The Economist reported a year ago that Birth Rate figures had relentlessly risen from 2001 until there was dip to a little under 700,000 during 2013. Figures published by the ONS this week indicate a continuing downward trend with figures showing 695,000 new babies in 2014.
These stats surprised me a little. Maybe its because I’ve become more sensitive to ‘baby stories’ since becoming a dad, but with congratulations due to celebrities including Benedict Cumberbatch, Jack Osbourne, Keira Knightley, Jude Law and of course Prince William & Kate, who have recently welcomed additions to the family, plus expected arrivals announced by Michael Buble, Katherine Jenkins, and Kim Kardashian / Kanye West, I wouldn’t have thought that the ‘baby boom’ was a declining trend!
A key difference between you and me, and the names that are highlighted above, might be the amount of thought and planning that needs to be invested prior to starting or extending our families.
Only 1 in 4 parents wait until they have (or think they have) enough money before having a baby (according to the AXA 2013 Big Money Index) and as a man who has ‘been there and done that’, becoming a parent within the last 2 years, there’s certainly a few points that (personally and professionally) I’d encourage you to consider when contemplating your future bundle of joy.
Is your home too small? Perhaps you live in a flat and would rather be in a house with a garden. Perhaps the 2 bedrooms aren’t sufficient, and you’ll find yourselves soon looking to upgrade.
Are you renting? The added responsibility of a family may mean that you’d like to ‘control your own destiny’ and buy your own place, rather than be reliant on a landlord and his / her vision of the future.
If buying a new home to accommodate a future change is something that you’d be likely to consider, then it makes sense to get advice about your options sooner rather than later.
Borrowing Capacity – Most lenders now use affordability calculators, rather than income multiples, to calculate maximum loan amounts. If you’re a couple who have a child, then your borrowing capacity is automatically going to be lower than a couple that doesn’t. This is due to expected increase of household costs.
Does this mean that you should ‘max out’ your borrowing capacity while it’s just the two of you, and just before baby arrives? I’d suggest probably not, because a year later when you’re bringing baby home, and there’s a reduced family income, you could find yourself in trouble due to over-committing now. Use common sense, and work to a sustainable plan.
Reduced income – One of you may choose to spend an extended period at home, getting to know and caring for the new baby. Maternity leave can place extreme strain on the family finances, as you learn to manage the impact of an average additional £300 per month cost for items needed for your child (Money Advice Service), at a time when one of your incomes may have temporarily disappeared. These challenges can potentially be overcome with some forward thinking, setting funds aside and working to a carefully considered budget.

### Dataset content:

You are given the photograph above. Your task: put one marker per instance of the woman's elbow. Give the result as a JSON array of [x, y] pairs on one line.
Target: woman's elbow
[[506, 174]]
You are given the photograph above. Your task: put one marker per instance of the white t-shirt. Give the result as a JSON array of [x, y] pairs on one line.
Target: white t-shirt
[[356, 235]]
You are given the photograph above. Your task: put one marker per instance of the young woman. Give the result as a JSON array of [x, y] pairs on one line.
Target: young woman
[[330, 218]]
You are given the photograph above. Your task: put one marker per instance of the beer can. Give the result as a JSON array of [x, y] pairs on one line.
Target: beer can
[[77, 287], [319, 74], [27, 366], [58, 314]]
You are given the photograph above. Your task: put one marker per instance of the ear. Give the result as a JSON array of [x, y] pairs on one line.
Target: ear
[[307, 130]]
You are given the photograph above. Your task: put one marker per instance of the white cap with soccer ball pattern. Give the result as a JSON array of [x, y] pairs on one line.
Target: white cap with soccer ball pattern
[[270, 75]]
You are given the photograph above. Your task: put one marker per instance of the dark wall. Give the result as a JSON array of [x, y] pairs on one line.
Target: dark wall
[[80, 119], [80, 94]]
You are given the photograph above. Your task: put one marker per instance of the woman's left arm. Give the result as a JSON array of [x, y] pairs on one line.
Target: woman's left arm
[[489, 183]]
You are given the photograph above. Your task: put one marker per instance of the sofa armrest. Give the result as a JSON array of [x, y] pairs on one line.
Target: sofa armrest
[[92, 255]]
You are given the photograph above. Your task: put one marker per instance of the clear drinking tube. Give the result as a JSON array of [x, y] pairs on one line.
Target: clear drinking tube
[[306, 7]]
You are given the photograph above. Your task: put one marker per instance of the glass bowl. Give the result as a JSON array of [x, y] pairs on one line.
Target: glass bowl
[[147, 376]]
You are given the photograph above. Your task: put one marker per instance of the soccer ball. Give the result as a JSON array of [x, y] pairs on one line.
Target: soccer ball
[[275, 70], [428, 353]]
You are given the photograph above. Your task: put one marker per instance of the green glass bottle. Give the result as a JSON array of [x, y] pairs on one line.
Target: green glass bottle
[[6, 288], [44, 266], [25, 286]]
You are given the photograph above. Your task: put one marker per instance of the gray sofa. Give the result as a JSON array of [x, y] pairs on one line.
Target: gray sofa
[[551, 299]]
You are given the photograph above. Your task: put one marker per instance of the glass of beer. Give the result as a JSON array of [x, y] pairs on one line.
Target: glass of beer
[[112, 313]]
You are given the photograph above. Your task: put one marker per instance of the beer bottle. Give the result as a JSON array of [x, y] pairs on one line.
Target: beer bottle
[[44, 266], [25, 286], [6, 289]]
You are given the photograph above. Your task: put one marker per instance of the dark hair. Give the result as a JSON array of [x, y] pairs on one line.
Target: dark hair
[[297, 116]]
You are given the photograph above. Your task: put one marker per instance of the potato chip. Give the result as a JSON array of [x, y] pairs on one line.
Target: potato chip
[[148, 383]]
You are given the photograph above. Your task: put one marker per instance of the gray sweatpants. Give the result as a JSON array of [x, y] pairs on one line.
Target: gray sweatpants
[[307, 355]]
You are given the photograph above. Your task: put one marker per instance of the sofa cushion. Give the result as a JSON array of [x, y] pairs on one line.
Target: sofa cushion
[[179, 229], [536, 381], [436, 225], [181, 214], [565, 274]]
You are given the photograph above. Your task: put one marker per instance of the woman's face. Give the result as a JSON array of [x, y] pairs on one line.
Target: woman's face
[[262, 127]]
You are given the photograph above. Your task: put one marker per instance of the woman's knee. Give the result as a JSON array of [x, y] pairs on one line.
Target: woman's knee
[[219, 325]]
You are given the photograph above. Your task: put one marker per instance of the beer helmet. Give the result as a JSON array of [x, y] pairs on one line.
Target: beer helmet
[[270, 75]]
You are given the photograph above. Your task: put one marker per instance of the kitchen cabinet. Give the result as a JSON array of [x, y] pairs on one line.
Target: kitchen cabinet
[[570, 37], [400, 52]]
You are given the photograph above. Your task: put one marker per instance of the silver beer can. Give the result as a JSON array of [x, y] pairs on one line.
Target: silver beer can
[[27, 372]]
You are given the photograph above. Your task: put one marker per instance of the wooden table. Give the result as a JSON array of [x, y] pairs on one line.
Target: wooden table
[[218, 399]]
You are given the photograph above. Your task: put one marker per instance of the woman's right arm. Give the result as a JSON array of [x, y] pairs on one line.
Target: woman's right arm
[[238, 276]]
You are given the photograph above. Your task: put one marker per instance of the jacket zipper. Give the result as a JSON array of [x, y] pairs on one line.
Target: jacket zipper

### Exercise requirements:
List every celebrity the piece on birth rates and planning for a baby names as having recently welcomed an addition to the family.

### Result of the exercise:
Benedict Cumberbatch
Jack Osbourne
Keira Knightley
Jude Law
Prince William & Kate